Data supplied ▸
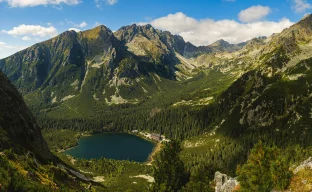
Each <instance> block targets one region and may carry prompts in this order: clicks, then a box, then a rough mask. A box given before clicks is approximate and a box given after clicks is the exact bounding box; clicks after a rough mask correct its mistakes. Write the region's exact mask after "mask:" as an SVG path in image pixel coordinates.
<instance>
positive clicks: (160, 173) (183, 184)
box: [152, 141, 188, 192]
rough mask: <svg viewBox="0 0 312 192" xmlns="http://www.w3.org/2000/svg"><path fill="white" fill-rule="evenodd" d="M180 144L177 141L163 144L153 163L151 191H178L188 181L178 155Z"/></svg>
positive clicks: (179, 151)
mask: <svg viewBox="0 0 312 192" xmlns="http://www.w3.org/2000/svg"><path fill="white" fill-rule="evenodd" d="M180 152H181V144H180V143H179V142H177V141H171V142H168V143H164V148H163V150H162V151H160V152H159V154H158V156H157V157H156V158H155V162H154V163H153V171H154V178H155V183H154V185H153V186H152V191H163V192H167V191H168V192H171V191H179V190H180V189H181V188H182V187H183V185H185V184H186V183H187V181H188V174H187V173H186V171H185V169H184V163H183V162H182V161H181V159H180V157H179V154H180Z"/></svg>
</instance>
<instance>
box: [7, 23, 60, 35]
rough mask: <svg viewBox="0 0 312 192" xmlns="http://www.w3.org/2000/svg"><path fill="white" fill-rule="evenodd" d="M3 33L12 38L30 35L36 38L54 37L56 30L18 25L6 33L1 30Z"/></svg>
mask: <svg viewBox="0 0 312 192" xmlns="http://www.w3.org/2000/svg"><path fill="white" fill-rule="evenodd" d="M2 32H3V33H6V34H9V35H12V36H25V35H31V36H36V37H54V36H56V35H57V34H58V32H57V29H56V28H55V27H53V26H49V27H42V26H40V25H25V24H23V25H19V26H18V27H14V28H13V29H11V30H9V31H6V30H2Z"/></svg>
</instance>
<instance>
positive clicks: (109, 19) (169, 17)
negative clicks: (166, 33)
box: [0, 0, 312, 58]
mask: <svg viewBox="0 0 312 192" xmlns="http://www.w3.org/2000/svg"><path fill="white" fill-rule="evenodd" d="M310 3H311V4H312V0H192V1H187V0H0V58H4V57H7V56H9V55H11V54H13V53H15V52H17V51H19V50H21V49H23V48H25V47H28V46H31V45H33V44H35V43H37V42H40V41H43V40H46V39H49V38H51V37H53V36H55V35H57V34H60V33H62V32H64V31H66V30H68V29H70V28H74V29H75V30H77V31H78V30H86V29H90V28H93V27H94V26H96V25H99V24H104V25H106V26H107V27H109V28H110V29H111V30H113V31H116V30H118V29H119V28H120V27H121V26H125V25H130V24H132V23H138V24H146V23H150V24H152V25H153V26H154V27H155V28H159V29H163V30H168V31H170V32H172V33H174V34H179V35H181V36H182V37H184V39H186V40H187V41H190V42H192V43H194V44H196V45H207V44H210V43H213V42H214V41H216V40H218V39H221V38H222V39H225V40H227V41H229V42H231V43H238V42H241V41H245V40H248V39H250V38H252V37H256V36H262V35H265V36H269V35H270V34H272V33H274V32H280V31H281V30H282V29H283V28H286V27H289V26H290V25H291V24H293V23H294V22H297V21H298V20H300V19H301V18H302V17H303V16H304V15H305V14H306V13H309V12H310V11H311V10H312V5H311V4H310Z"/></svg>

About this task ▸
Return every line of the records above verbatim, but leave the pictures out.

Exercise answer ▸
Each <instance> block targets one region and may carry prompts in this order: clicks, then a box, then a rough mask. A box given before clicks is approximate and a box given after clicks is the exact bounding box; clicks after a rough mask correct its mistakes. Write the region's exact mask after "mask:" as an SVG path in image pixel coordinates.
<instance>
positive clicks: (160, 173) (183, 184)
box: [152, 141, 188, 192]
rough mask: <svg viewBox="0 0 312 192" xmlns="http://www.w3.org/2000/svg"><path fill="white" fill-rule="evenodd" d="M180 144L177 141L163 144L153 163L151 191H178L188 181L178 155Z"/></svg>
positive clicks: (179, 151)
mask: <svg viewBox="0 0 312 192" xmlns="http://www.w3.org/2000/svg"><path fill="white" fill-rule="evenodd" d="M180 152H181V144H180V143H179V142H177V141H171V142H168V143H164V148H163V150H162V151H160V152H159V154H158V156H157V157H156V158H155V162H154V163H153V171H154V178H155V183H154V185H153V186H152V191H163V192H167V191H168V192H171V191H179V190H180V189H181V188H182V187H183V185H185V184H186V183H187V181H188V174H187V173H186V171H185V169H184V163H183V162H182V161H181V159H180V157H179V154H180Z"/></svg>
</instance>
<instance>
box: [7, 23, 60, 35]
rough mask: <svg viewBox="0 0 312 192" xmlns="http://www.w3.org/2000/svg"><path fill="white" fill-rule="evenodd" d="M3 33L12 38L30 35L36 38L54 37L56 30L18 25L6 33L1 30Z"/></svg>
mask: <svg viewBox="0 0 312 192" xmlns="http://www.w3.org/2000/svg"><path fill="white" fill-rule="evenodd" d="M2 32H3V33H6V34H9V35H12V36H25V35H31V36H36V37H54V36H56V35H57V34H58V32H57V29H56V28H55V27H53V26H49V27H42V26H40V25H25V24H23V25H19V26H18V27H14V28H13V29H11V30H9V31H6V30H2Z"/></svg>
</instance>
<instance>
positive clicks: (109, 19) (169, 17)
negative clicks: (166, 33)
box: [0, 0, 312, 58]
mask: <svg viewBox="0 0 312 192" xmlns="http://www.w3.org/2000/svg"><path fill="white" fill-rule="evenodd" d="M310 3H311V4H312V0H192V1H187V0H0V58H4V57H7V56H9V55H11V54H13V53H15V52H17V51H19V50H21V49H23V48H25V47H28V46H31V45H33V44H35V43H37V42H40V41H43V40H46V39H49V38H51V37H53V36H55V35H57V34H60V33H62V32H64V31H66V30H68V29H70V28H74V29H75V30H77V31H78V30H86V29H90V28H93V27H94V26H96V25H99V24H104V25H106V26H107V27H109V28H110V29H111V30H113V31H116V30H118V29H119V28H120V27H121V26H125V25H130V24H132V23H138V24H146V23H150V24H152V25H153V26H154V27H155V28H159V29H163V30H168V31H170V32H172V33H174V34H179V35H181V36H182V37H184V39H186V40H187V41H190V42H192V43H194V44H196V45H207V44H210V43H213V42H214V41H216V40H218V39H221V38H222V39H225V40H227V41H229V42H231V43H238V42H241V41H245V40H248V39H250V38H252V37H256V36H262V35H265V36H269V35H270V34H272V33H274V32H280V31H281V30H282V29H283V28H286V27H289V26H290V25H291V24H293V23H294V22H297V21H298V20H300V19H301V18H302V17H303V16H304V15H305V14H306V13H309V12H310V11H311V10H312V5H311V4H310Z"/></svg>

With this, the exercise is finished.